((
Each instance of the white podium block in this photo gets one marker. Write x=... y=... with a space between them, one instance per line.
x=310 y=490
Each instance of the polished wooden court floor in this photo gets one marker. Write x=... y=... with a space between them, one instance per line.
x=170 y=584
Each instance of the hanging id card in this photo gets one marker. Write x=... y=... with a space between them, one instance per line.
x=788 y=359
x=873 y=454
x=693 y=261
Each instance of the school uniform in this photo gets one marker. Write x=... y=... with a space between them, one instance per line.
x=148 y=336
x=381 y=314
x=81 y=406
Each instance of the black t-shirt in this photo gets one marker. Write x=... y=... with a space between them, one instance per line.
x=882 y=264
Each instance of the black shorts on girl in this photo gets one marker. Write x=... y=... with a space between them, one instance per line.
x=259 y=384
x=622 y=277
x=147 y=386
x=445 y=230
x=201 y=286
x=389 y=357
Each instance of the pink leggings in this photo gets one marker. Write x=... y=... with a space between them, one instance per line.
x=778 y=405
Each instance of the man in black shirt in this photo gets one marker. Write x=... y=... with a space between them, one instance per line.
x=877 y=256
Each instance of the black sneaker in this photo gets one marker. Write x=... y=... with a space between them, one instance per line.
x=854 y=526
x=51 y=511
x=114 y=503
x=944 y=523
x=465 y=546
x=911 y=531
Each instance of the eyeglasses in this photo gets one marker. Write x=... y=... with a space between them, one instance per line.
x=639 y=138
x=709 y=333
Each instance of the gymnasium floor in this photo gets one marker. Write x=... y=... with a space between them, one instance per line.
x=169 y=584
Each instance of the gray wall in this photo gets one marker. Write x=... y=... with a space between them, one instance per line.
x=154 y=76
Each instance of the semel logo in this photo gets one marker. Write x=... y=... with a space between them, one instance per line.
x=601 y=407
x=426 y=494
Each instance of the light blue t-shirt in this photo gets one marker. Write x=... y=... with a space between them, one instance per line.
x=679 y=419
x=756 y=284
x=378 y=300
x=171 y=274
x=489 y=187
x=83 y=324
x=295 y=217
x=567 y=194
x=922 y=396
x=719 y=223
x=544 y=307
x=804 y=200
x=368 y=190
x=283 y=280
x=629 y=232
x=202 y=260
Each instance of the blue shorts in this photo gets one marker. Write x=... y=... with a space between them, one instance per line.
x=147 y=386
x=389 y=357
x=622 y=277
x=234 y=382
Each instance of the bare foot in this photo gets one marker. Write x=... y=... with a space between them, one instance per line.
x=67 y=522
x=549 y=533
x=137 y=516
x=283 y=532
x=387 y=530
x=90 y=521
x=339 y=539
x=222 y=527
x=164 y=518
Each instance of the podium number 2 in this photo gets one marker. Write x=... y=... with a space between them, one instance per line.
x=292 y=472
))
### Instructions to follow
Reproduce each entry above. Every word must match.

### Solved problem
Each instance of the white podium block in this photo gets one marker. Write x=... y=... with a space between them, one instance per line.
x=310 y=490
Each instance of the polished wooden court floor in this photo gets one marker. Write x=... y=... with a space between them, one instance per line.
x=170 y=584
Each instance of the hanging id card in this photo gets one marker. Write x=... y=... with a space between them, one instance per line.
x=788 y=359
x=873 y=454
x=693 y=261
Each instance of the school uniform in this photo gets one marker. Write x=... y=... with a space between them, one instance per line.
x=148 y=336
x=381 y=314
x=81 y=406
Each instance of the black t-shirt in this photo gets one marker. Write x=... y=... with a space between them, one instance per line.
x=882 y=264
Each instance of the black shorts on girl in this photo gets one marker. Write x=... y=... with a space between them, one instance per line.
x=259 y=384
x=622 y=277
x=147 y=386
x=445 y=230
x=201 y=286
x=389 y=357
Each instance of the pink leggings in this photo gets one marker. Write x=... y=... with a space between them, one instance per line.
x=778 y=405
Each instance of the man in black shirt in this photo gets one marker. Write x=... y=... with a space between them, one instance per line.
x=877 y=256
Each instance of the black sneaker in this photo gets one marker. Write x=... y=... with a space between them, one instance per line.
x=854 y=526
x=51 y=511
x=114 y=503
x=944 y=523
x=465 y=546
x=911 y=531
Each instance of the eyeglasses in this photo gets one marker. Write x=... y=... with a space between them, one instance per line.
x=639 y=138
x=709 y=333
Each instance of the gymnasium floor in this photo gets one marker. Write x=... y=... with a space between them, one instance per line.
x=169 y=584
Each instance of the gray wall in this photo gets one marker. Write x=... y=... with a space between them, one instance per line.
x=154 y=76
Each instance of the semel logo in this photo gets one marker. Write x=... y=... with a space between them, one instance per line.
x=601 y=407
x=426 y=494
Each instance of the light blue t-shirt in this photo gets one marker. Write x=... y=... with a space between them, one instance per line.
x=679 y=419
x=756 y=284
x=378 y=300
x=171 y=274
x=489 y=187
x=83 y=324
x=295 y=217
x=567 y=194
x=922 y=396
x=719 y=223
x=544 y=307
x=804 y=200
x=368 y=190
x=283 y=280
x=629 y=232
x=202 y=260
Each instance of the blue shorts in this photo gets one marker. Write x=... y=... with a space between them, one instance per line.
x=147 y=386
x=389 y=357
x=622 y=277
x=234 y=382
Each instance of the bare foot in this photo gets one marker. Write x=... y=... with a space between them, one instance per line.
x=67 y=522
x=549 y=533
x=137 y=516
x=283 y=532
x=387 y=530
x=90 y=521
x=339 y=539
x=222 y=527
x=164 y=518
Each instance of the podium number 2 in this photo gets one marker. Write x=... y=... with a space between them, one instance per line.
x=292 y=472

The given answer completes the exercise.